• [Reading passage]

Content starts

Police nab four ATM crooks
Agents from the Forgery Investigation Department have arrested four members of a gang dedicated to cheating ATM users at a range of banks and locations. Listin Diario says that Estonian Reigo Saulo, 38, and Dominicans Juan Llulis, 32, Jose Ramon Vadez, 34, and Johanna Carolyn Sepulveda Glas, 35 were arrested when they tried to steal a bank card from Yerren Saul Lebron Luna, who was using an ATM at La Sirena on Venezuela Avenue, according to the police. The newspaper reports that the gang members would tamper with ATMs so that the victims' cards would remain stuck in the machine. When the victims went for help, they would extract the cards using special threads and other tools. The people who were arrested were found with cards from several banks in their possession. Last week department head Colonel Antonio Rafael Cabrera Sarita revealed the existence of credit card cloning gangs in the country, saying that some were headed by Russians, Canadians and Africans.

Content ends

• [Material provided]
Content starts

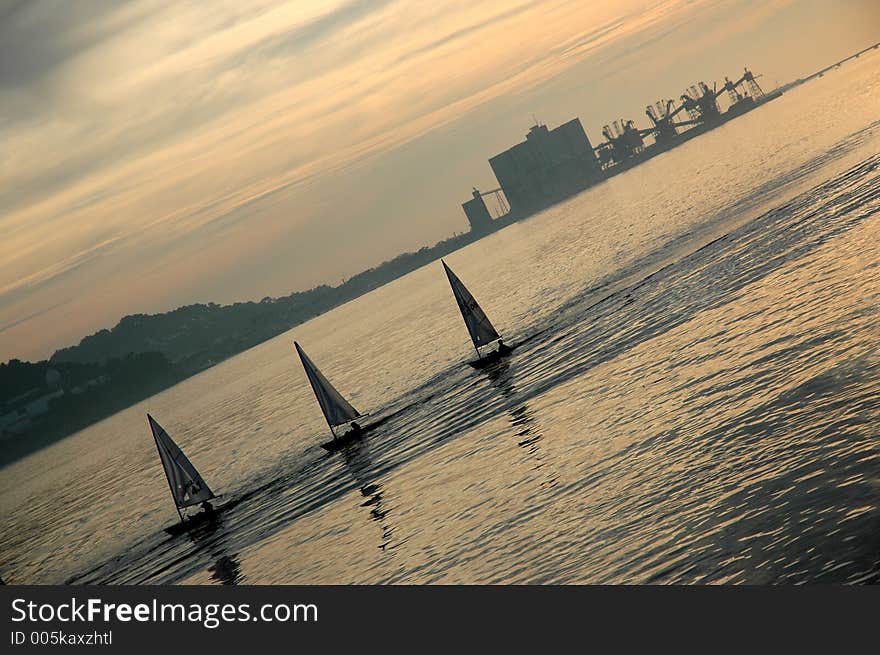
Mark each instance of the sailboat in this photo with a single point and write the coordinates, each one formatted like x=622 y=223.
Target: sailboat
x=479 y=326
x=187 y=486
x=338 y=412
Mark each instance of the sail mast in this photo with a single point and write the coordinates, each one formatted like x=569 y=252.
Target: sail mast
x=336 y=409
x=152 y=422
x=480 y=328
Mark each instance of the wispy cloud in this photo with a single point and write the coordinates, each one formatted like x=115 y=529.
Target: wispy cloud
x=154 y=150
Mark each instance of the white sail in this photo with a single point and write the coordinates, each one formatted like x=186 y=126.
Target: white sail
x=187 y=486
x=337 y=410
x=480 y=328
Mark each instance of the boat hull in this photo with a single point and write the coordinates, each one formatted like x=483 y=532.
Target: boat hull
x=492 y=357
x=192 y=522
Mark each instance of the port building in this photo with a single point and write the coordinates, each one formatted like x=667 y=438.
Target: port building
x=548 y=165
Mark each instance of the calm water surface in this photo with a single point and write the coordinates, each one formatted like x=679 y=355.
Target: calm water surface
x=696 y=398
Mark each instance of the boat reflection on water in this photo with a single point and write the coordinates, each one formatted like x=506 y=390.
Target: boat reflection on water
x=211 y=537
x=521 y=417
x=357 y=460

Content ends

• [Actions to take]
a) In the news report about the ATM gang, where was the victim using the ATM when the arrests were made?
b) Name every person the ATM news report says was arrested.
c) Do these statements agree with the ATM news report? (i) The gang pulled the stuck cards out with special threads. (ii) Reigo Saulo is Dominican. (iii) The department head said some card cloning gangs were led by Russians.
You can set the listing aside; it isn't needed here.

• [Answers to the problems]
a) At La Sirena on Venezuela Avenue.

b) Reigo Saulo, Juan Llulis, Jose Ramon Vadez, and Johanna Carolyn Sepulveda Glas.

c)
(i) Yes: "they would extract the cards using special threads and other tools"
(ii) No: "Estonian Reigo Saulo, 38"
(iii) Yes: "some were headed by Russians, Canadians and Africans"